** start PROVIDED DATA **
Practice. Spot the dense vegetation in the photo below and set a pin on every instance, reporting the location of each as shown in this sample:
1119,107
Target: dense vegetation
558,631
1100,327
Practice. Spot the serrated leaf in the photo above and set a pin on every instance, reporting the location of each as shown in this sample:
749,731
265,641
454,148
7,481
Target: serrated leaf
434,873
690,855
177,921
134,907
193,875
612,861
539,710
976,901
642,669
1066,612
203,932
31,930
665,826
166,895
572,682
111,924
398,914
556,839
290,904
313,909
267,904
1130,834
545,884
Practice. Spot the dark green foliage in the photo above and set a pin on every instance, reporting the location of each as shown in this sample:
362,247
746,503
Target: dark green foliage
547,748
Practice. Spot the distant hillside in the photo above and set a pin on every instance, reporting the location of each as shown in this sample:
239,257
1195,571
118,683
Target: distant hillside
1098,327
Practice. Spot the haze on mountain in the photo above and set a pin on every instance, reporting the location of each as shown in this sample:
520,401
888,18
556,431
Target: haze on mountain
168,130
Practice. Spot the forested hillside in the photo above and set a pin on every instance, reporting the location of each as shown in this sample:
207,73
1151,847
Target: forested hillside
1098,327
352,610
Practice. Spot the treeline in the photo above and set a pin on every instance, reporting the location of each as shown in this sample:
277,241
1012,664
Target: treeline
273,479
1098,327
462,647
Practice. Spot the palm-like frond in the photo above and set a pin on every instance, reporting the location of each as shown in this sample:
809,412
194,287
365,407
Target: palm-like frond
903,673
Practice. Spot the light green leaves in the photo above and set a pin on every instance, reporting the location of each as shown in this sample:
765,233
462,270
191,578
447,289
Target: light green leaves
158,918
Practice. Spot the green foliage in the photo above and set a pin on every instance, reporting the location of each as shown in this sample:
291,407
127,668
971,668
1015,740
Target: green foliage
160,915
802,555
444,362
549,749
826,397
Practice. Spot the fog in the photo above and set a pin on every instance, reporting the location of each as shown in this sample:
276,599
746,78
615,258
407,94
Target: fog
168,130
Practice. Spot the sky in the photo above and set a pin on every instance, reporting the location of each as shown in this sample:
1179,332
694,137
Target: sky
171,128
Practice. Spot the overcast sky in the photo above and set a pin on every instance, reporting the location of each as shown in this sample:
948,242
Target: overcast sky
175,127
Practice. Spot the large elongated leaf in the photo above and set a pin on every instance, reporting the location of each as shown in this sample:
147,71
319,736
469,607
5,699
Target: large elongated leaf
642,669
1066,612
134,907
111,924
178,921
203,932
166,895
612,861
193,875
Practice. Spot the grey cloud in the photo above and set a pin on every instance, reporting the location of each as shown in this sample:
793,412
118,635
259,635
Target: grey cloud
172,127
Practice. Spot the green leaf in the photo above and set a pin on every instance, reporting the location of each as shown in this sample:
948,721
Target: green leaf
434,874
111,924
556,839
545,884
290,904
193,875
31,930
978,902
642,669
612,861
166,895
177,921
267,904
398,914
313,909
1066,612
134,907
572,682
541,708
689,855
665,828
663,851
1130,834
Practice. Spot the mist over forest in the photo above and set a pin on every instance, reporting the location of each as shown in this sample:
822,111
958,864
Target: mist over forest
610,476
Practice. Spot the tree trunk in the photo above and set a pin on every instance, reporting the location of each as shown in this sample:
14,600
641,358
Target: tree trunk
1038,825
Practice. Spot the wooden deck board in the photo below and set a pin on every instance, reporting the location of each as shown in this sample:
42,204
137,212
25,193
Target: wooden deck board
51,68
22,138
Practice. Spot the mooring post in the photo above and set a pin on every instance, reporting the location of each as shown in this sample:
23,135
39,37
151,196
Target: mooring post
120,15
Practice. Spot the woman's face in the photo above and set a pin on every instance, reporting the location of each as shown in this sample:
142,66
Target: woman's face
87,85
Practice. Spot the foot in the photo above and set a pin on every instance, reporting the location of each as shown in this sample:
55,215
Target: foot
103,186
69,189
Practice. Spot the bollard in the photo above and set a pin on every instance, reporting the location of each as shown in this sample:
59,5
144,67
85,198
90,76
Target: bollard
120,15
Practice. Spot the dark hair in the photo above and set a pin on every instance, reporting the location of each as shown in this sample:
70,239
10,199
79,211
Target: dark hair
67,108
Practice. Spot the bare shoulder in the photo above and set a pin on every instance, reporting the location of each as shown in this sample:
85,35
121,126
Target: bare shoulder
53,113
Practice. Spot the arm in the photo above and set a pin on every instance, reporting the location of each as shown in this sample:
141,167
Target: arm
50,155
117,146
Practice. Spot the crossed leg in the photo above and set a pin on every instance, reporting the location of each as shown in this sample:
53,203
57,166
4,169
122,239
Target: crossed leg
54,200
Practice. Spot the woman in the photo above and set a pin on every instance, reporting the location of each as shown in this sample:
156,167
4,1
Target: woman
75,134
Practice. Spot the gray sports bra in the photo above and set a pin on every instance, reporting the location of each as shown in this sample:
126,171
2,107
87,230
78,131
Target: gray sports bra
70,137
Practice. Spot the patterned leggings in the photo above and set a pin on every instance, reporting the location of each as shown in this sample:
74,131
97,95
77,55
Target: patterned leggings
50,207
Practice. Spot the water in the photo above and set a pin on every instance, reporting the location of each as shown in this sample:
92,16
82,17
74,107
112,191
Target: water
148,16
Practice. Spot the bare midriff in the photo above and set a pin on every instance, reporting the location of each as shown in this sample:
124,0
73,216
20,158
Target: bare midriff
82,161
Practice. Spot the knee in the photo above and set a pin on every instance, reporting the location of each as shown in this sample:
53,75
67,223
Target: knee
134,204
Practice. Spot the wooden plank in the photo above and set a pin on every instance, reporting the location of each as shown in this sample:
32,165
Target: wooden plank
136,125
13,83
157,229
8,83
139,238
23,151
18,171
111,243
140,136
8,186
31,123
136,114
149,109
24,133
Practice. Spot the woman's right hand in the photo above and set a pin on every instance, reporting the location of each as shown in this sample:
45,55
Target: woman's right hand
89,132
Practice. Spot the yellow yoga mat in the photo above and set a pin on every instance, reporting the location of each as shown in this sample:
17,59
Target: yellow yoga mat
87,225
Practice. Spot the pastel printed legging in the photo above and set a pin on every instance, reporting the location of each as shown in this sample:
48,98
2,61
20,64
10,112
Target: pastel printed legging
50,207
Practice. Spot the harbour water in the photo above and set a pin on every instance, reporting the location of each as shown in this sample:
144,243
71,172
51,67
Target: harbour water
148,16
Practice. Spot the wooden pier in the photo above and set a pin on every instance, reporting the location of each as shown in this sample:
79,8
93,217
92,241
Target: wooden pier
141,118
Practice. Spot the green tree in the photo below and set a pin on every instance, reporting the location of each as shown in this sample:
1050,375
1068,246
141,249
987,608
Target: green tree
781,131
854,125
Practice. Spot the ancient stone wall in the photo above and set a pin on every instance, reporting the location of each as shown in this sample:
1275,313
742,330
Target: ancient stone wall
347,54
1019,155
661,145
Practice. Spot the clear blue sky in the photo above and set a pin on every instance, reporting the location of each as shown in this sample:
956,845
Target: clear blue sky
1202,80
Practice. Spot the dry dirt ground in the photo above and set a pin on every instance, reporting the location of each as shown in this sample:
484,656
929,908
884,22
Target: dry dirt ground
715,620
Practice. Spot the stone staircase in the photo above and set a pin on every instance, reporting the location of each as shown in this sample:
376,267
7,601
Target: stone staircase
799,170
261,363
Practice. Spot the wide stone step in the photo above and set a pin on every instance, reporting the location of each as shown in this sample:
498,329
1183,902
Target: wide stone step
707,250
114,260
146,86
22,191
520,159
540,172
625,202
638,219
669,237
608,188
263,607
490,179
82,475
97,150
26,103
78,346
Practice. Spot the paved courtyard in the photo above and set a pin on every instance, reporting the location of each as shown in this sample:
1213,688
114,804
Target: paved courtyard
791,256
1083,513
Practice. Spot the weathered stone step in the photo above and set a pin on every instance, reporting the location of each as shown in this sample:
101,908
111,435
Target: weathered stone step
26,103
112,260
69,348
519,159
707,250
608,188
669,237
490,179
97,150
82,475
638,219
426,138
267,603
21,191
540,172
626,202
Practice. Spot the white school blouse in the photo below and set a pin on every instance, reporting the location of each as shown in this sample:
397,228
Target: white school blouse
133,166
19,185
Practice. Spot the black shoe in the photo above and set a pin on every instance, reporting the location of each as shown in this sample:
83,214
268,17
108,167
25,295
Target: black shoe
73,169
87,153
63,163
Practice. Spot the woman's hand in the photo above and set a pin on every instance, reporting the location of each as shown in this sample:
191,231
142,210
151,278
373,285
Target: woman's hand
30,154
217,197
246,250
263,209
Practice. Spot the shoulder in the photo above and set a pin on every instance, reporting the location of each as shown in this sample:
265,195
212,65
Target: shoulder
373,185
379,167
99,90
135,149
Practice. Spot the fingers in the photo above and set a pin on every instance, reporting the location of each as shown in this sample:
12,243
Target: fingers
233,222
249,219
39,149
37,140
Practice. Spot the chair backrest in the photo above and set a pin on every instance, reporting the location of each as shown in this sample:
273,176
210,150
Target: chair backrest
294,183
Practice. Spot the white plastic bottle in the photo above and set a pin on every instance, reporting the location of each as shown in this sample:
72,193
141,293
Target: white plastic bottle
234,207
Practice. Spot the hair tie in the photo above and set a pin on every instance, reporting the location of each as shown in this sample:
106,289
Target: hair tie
** end PROVIDED DATA **
PROBLEM REQUIREMENTS: Quote only the lines from the one containing "Practice. Spot the fingers" through the final line of the records, with both ends included.

OUTPUT OF THE EXERCISE:
Practice. Spot the fingers in the photo above and set a pin on every instance, reporting the location of each as shown in this sample:
12,243
Target: fingers
233,222
249,219
39,149
37,140
Practice. Spot the chair backrest in the photo above and set a pin on every instance, reporting the location of each as shown in this sample:
273,176
210,150
Target: chair backrest
294,183
Practice. Spot the white plastic bottle in the photo above and set a pin on every instance, reporting the location of each as shown in this sample:
72,193
141,293
Target: white plastic bottle
234,207
Practice. Spot the hair tie in the photo above and set a pin on every instance, reporting the location of each as shown in this sample:
106,289
Target: hair tie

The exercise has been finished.